> **DATA SECTION**

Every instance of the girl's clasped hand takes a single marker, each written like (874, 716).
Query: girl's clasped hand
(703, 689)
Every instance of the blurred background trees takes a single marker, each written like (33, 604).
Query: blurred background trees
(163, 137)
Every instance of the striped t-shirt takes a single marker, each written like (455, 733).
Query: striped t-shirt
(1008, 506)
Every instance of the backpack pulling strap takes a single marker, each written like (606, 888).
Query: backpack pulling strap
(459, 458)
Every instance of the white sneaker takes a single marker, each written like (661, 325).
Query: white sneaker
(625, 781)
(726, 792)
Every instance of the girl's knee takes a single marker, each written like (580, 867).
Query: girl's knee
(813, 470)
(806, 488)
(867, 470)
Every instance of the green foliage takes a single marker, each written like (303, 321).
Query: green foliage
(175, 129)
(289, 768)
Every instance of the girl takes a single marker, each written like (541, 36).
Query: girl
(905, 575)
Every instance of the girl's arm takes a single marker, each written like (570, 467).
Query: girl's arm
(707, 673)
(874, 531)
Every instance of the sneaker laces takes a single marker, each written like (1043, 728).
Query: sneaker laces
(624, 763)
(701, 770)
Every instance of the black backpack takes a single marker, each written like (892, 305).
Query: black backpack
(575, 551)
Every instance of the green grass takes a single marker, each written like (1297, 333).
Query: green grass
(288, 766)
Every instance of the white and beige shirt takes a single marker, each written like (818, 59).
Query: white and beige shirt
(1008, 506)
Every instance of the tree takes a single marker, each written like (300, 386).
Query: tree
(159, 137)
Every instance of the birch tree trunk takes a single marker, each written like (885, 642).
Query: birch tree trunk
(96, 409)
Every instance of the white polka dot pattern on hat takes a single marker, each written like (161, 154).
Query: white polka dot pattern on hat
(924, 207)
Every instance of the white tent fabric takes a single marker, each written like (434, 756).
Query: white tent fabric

> **BRIEF**
In the lines above, find each one with "fabric" and list it.

> **RESPONSE FOR THIS EXERCISE**
Every instance of the white tent fabric takes a single marker, each written like (434, 756).
Query: white tent fabric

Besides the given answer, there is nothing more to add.